**TAREA ESCRITA A:** Reúne todas las líneas del listado que contengan la cadena "stem". Distingue entre mayúsculas y minúsculas.

**PÁGINA:**
--------------------

Cuando dejaban cuerpos o mantas en la vía pública, “mientras llegara el Canal 44 de Juarez, nosotros teníamos que encargarnos de que saliera eso –en los medios de comunicación– para que los demás cárteles vieran quién tenía el mando”.
Matar a uno de sus informantes es el acto que recuerda con más tristeza, porque en él veía reflejada su propia vida.
“Nos contaba que él tenía dinero, que él tenía droga y cuando me mandan a matarlo me dicen ‘¿sabes qué?, tienes que ir a sacarlo, le vas a mochar los 10 dedos que tiene y me los vas a entregar’; cuando yo llego con esa persona y entro, su casa estaba de madera y a su abuela la tenía en un rincón, su casa era como de cartón”, narró mientras se encorvaba en la silla recordando a quien fue su amigo.
Matar a un niño era castigado
Ángel calcula que llegó a matar a 50 personas, “hombres, mujeres, menores de edad… Mi trabajo era mi trabajo, pero yo con las familias nunca me metí. A nosotros nos llamaban, nos daban las fotos, llegábamos al lugar y me llevaba a la persona que iba a matar, pero nunca me metí con la familia, yo veía la foto y ya sabía por quién iba”.
Dijo que matar a un niño era castigado con 50 tablazos, al igual que las faltas cometidas que no le agradaban a su jefe.

--------------------

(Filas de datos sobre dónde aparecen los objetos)
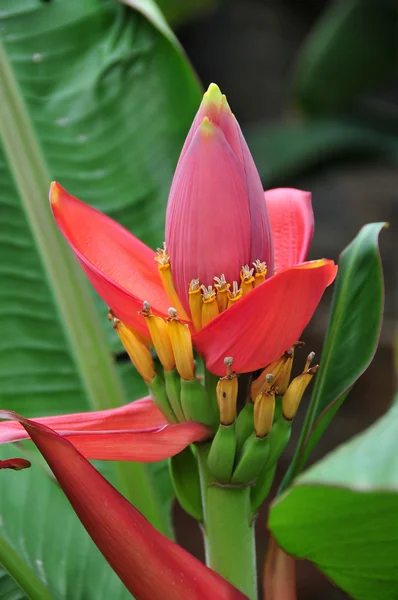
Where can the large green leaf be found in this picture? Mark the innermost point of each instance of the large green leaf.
(351, 338)
(284, 150)
(37, 521)
(106, 99)
(342, 513)
(351, 49)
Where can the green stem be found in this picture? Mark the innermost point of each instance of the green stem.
(75, 304)
(19, 570)
(228, 530)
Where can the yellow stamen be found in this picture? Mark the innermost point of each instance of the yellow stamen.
(163, 260)
(160, 337)
(227, 394)
(260, 272)
(195, 303)
(181, 342)
(222, 288)
(139, 354)
(309, 360)
(264, 408)
(247, 279)
(209, 305)
(280, 370)
(235, 295)
(294, 393)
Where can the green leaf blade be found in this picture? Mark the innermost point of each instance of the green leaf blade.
(351, 49)
(351, 338)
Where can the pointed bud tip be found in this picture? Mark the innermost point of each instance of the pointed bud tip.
(213, 94)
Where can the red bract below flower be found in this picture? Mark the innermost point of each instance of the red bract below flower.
(218, 230)
(230, 281)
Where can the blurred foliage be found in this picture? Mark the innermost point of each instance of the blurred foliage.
(102, 88)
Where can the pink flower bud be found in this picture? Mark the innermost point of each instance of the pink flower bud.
(216, 218)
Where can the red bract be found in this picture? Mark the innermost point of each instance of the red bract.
(216, 218)
(135, 432)
(151, 566)
(217, 222)
(16, 464)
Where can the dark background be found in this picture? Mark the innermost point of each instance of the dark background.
(251, 49)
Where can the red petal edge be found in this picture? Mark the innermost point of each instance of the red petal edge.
(292, 225)
(135, 432)
(267, 321)
(119, 266)
(151, 566)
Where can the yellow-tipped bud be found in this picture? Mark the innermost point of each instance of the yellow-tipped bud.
(294, 393)
(264, 408)
(222, 288)
(234, 295)
(160, 337)
(195, 303)
(213, 95)
(181, 342)
(260, 274)
(227, 394)
(280, 369)
(209, 305)
(139, 354)
(247, 279)
(163, 259)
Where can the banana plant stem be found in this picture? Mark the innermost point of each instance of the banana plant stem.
(75, 305)
(228, 530)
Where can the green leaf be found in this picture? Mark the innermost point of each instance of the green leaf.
(351, 338)
(37, 522)
(185, 477)
(341, 514)
(351, 49)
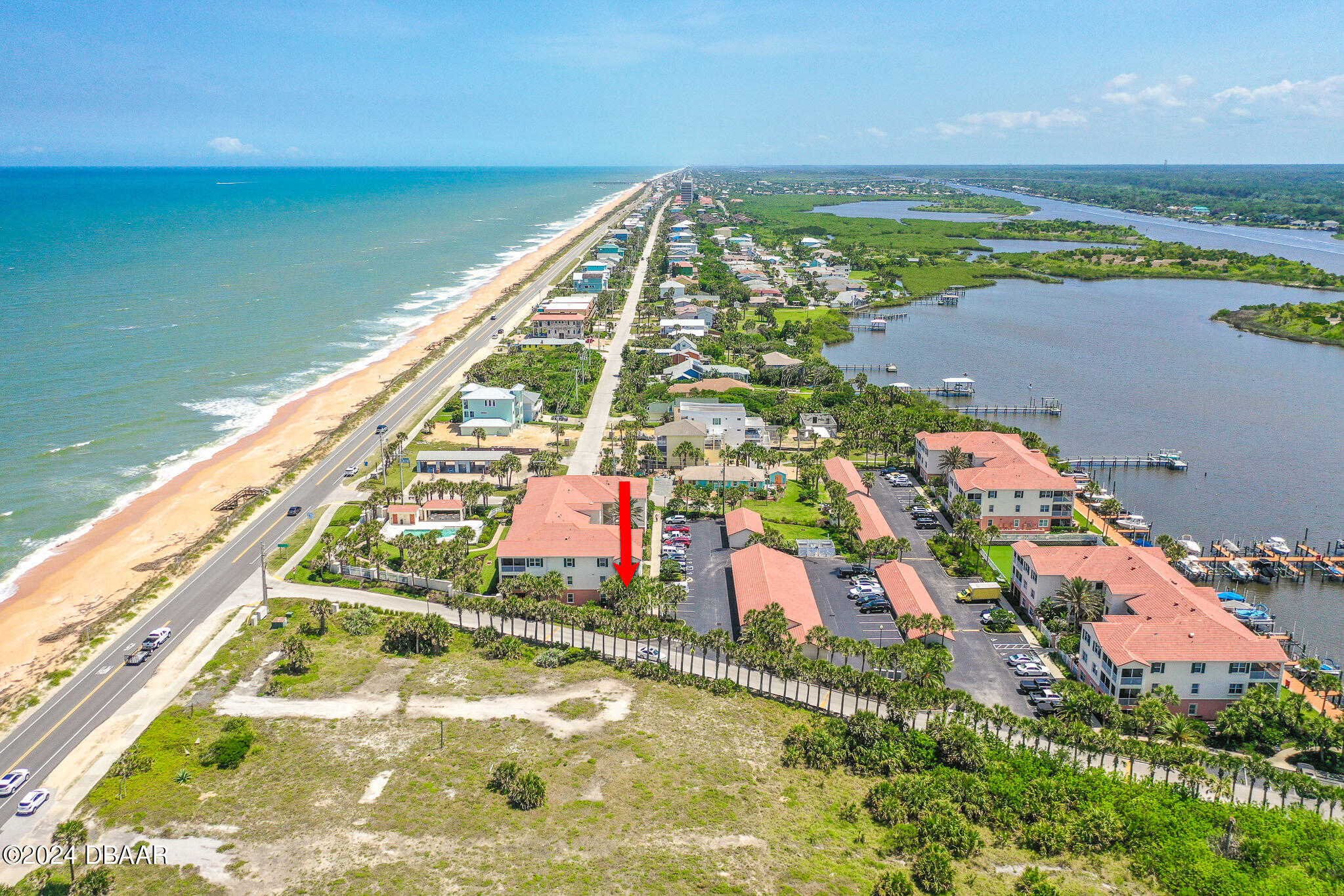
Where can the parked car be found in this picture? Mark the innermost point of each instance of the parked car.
(12, 781)
(33, 801)
(1034, 685)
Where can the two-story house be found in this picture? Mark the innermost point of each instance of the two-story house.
(499, 412)
(569, 524)
(1015, 486)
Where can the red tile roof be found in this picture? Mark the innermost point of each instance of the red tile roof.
(744, 519)
(762, 576)
(907, 594)
(843, 472)
(873, 524)
(554, 519)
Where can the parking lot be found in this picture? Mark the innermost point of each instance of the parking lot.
(838, 610)
(980, 668)
(706, 606)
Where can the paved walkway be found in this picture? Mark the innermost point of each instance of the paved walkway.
(323, 522)
(588, 453)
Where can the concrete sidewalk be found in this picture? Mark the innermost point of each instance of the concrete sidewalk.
(588, 453)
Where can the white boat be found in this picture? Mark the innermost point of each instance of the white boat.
(1191, 545)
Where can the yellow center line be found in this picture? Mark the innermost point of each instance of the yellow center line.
(244, 553)
(110, 676)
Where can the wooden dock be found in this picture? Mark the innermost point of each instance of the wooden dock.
(1169, 459)
(1050, 408)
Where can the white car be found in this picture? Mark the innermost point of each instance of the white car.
(33, 802)
(11, 782)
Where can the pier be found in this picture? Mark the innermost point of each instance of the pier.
(1047, 408)
(1164, 458)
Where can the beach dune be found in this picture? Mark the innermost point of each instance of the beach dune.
(58, 599)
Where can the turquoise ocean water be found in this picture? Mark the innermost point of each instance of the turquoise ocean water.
(150, 316)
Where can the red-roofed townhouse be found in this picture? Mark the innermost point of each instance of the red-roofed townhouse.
(1159, 628)
(910, 597)
(762, 576)
(1015, 486)
(739, 526)
(567, 524)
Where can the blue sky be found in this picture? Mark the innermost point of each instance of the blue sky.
(668, 83)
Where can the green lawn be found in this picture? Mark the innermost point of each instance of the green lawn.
(1002, 555)
(787, 511)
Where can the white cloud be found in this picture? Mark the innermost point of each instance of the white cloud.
(1156, 96)
(1005, 120)
(1320, 98)
(233, 147)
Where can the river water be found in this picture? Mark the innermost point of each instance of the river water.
(1140, 367)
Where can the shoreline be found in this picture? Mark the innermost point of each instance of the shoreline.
(55, 599)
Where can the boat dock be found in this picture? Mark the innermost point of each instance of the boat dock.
(1164, 458)
(1047, 408)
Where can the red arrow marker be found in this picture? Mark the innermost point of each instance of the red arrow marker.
(625, 565)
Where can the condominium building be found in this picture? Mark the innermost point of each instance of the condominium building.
(569, 524)
(1015, 486)
(1159, 629)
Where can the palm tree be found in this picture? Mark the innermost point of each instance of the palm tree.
(1081, 601)
(1181, 731)
(324, 610)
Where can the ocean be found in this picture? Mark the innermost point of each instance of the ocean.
(152, 316)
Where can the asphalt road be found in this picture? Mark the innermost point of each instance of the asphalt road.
(102, 687)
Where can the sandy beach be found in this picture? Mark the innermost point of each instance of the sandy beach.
(91, 572)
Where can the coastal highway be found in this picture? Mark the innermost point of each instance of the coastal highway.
(101, 687)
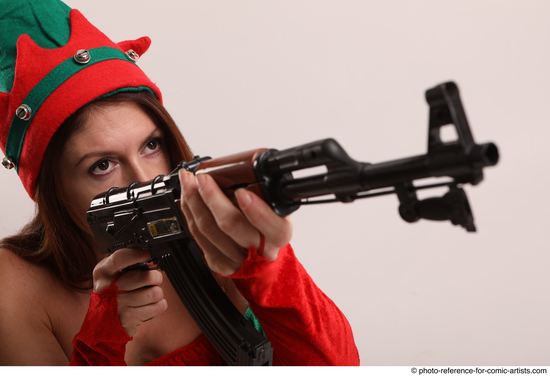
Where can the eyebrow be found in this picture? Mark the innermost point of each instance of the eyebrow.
(103, 153)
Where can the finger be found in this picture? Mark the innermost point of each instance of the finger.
(108, 269)
(141, 297)
(122, 259)
(201, 221)
(277, 230)
(227, 217)
(137, 315)
(136, 279)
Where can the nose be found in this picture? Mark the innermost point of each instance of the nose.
(139, 172)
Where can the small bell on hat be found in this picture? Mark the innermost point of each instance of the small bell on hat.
(53, 62)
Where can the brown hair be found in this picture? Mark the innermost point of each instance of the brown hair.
(53, 238)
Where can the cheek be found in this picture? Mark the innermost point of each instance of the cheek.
(77, 197)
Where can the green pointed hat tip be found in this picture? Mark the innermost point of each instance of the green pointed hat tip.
(45, 21)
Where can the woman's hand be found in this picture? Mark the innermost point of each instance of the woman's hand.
(225, 232)
(140, 296)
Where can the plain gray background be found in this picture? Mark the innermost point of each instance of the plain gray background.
(243, 74)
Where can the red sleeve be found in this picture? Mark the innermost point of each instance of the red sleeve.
(304, 326)
(102, 339)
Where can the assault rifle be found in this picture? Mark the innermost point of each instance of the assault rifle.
(147, 215)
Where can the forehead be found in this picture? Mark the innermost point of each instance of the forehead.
(111, 126)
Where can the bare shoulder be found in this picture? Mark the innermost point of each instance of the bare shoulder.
(26, 334)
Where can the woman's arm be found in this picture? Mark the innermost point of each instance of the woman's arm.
(250, 246)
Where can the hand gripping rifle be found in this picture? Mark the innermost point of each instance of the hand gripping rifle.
(147, 215)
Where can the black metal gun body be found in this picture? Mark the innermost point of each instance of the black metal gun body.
(147, 215)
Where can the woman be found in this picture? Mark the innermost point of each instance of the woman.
(86, 119)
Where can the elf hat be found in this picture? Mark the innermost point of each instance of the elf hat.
(53, 62)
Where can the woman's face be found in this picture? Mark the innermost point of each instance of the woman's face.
(117, 144)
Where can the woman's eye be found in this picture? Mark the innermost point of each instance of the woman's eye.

--------------------

**TAREA ESCRITA B:** Retoma el testimonio de Ángel sobre sus asesinatos y continúalo a partir de su última oración.

**RESULTADO A:**
Where can the green stem be found in this picture? Mark the innermost point of each instance of the green stem.
Where can the banana plant stem be found in this picture? Mark the innermost point of each instance of the banana plant stem.

**RESULTADO B:**
“Una vez saqué una pila de un carro, llegó este hombre y me dijo que no por ser alguien grande iba a hacer lo que yo quisiera, y me golpearon hasta que pudieron, eran 12 hombres los que me golpearon con una tabla. Cuando me tenían destrozado en el piso escuché que le decían ‘mátalo’, pero me dieron otra oportunidad”, platicó el adolescente.
Sin sus padres y lejos de su abuela, a Ángel cada vez le provocaba más adrenalina el delinquir, hasta que comenzó a sufrir por la vida que tenía.
“Con el tiempo eso te cansa. Yo ya miraba a la gente que me decía que me iba a morir, yo ya ni dormía, yo despierto y dormido tenía miedo, ya no confiaba ni en mis hombres, yo ya dormía con mi arma debajo de mi almohada, tenía más de 30 candados en una puerta, dormía con armamento a un lado de mí y dormía una hora, 15 o 20 minutos y volvía a despertar”, recordó.
A los 15 años el adolescente ya había probado la cocaína, la mariguana, el cristal y las tachas.
“Una de las veces llegué con mi abuela demasiado cocaíno, y demasiado loco le puse el arma en la cabeza y me dijo que eso ya no estaba bien. Y yo llorando le decía ‘abuela, yo ya no puedo con todo esto, yo ya no sé qué hacer con mi vida’, le decía que me ayudara a salir de todo eso porque yo ya no podía más”.
Hasta que un día decidió matar a su jefe, quien le dijo que se iría a trabajar al centro del país o lo mataría.
“Lo traicioné. Le puse el arma en la frente y sin piedad lo maté… entonces sentí que ya era libre, porque antes él me ordenaba a mí todo lo que yo tenía que hacer”, comentó.
Un día encontró a Dios
Después de matar a su jefe huyó de la ciudad con sus hermanitos y su abuela, pero en el sur del país alguien lo denunció a las autoridades.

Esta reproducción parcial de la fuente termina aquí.